[Passage provided]
--------------------

Bayer is already coasting along sales-wise, with some powerhouse new drugs helping it beat analysts' third-quarter forecasts. And those sales will only keep on growing, the company said Thursday as it raised its revenue and profit forecasts.
The German pharma now predicts sales this year will touch €42 billion ($53 billion), with earnings rising by a mid-single-digit percentage--an update on the €41 billion sales haul and low- to mid-single-digit percentage it initially forecast.
Bayer's May pickup of Merck's ($MRK) consumer unit may have something to do with that. The business generated $2.2 billion for the New Jersey pharma giant in 2013 sales, and its addition created a Bayer unit that churned out combined sales of $7.4 billion last year, the company said at the time.
And according to CEO Marijn Dekkers, who has long said his goal is to top the world OTC market, more deals could be Bayer's short-term plan. "We are looking to expand our business in the future through both organic growth and acquisitions, he said on a conference call, as quoted by Reuters.
|Bayer CEO Marijn Dekkers|
As for the organic growth, Bayer has plenty of it to go around. Pharma sales shot up 10.3% to €3.04 billion on the backs of some hot new sellers. Anticoagulant Xarelto, eye disease treatment Eylea, cancer meds Stivarga and Xofigo, and pulmonary hypertension treatment Adempas--tabbed as the company's growth drivers--hit €750 million for the quarter, up from €407 in the year-ago period.
A planned spinoff of the company's plastics business should help it sharpen its healthcare focus even further, Baader Helvea analyst Odile Rundquist told Bloomberg. "They really have two very strong franchises," and post-spinoff "margin should definitely be better."

--------------------

[Supplied data]
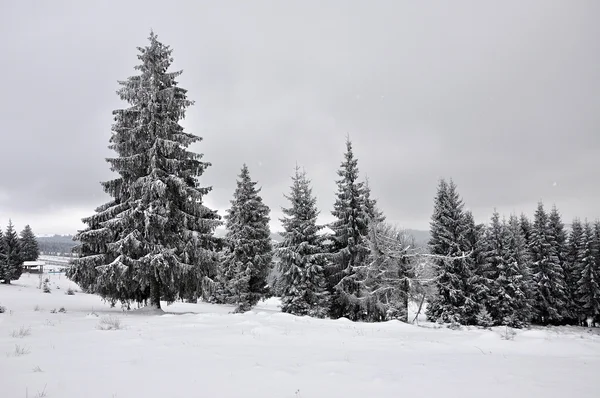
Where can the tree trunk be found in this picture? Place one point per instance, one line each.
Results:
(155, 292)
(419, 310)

--------------------

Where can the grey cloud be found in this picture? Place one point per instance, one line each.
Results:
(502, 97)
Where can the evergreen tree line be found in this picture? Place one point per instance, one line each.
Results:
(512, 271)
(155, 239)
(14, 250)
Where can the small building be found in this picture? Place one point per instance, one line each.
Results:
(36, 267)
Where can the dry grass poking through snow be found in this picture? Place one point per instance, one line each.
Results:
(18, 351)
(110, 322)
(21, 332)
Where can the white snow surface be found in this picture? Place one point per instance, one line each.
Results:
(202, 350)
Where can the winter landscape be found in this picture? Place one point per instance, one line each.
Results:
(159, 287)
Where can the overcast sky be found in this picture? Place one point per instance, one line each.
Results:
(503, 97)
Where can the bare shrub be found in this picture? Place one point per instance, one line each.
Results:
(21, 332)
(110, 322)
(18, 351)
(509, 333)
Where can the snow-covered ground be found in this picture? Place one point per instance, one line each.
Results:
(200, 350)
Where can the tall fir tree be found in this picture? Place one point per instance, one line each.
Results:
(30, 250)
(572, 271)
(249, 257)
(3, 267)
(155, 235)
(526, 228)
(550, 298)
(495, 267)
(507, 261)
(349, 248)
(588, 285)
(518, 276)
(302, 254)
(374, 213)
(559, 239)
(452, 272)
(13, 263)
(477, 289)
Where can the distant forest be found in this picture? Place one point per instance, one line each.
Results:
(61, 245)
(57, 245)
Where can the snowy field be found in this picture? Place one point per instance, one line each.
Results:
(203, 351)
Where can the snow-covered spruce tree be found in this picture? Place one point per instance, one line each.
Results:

--------------------

[Exercise prompt] For each statement, say yes or no to whether it agrees with the Bayer article, and quote the words of the article that decide it. 1. Bayer first forecast sales of €41 billion for the year. 2. Bayer's pharma sales climbed 10.3% to €3.04 billion. 3. Bayer plans to spin off its healthcare business. The material stands apart from the Bayer article.

[Output]
1. Yes: "an update on the €41 billion sales haul and low- to mid-single-digit percentage it initially forecast"
2. Yes: "Pharma sales shot up 10.3% to €3.04 billion"
3. No: "A planned spinoff of the company's plastics business should help it sharpen its healthcare focus even further"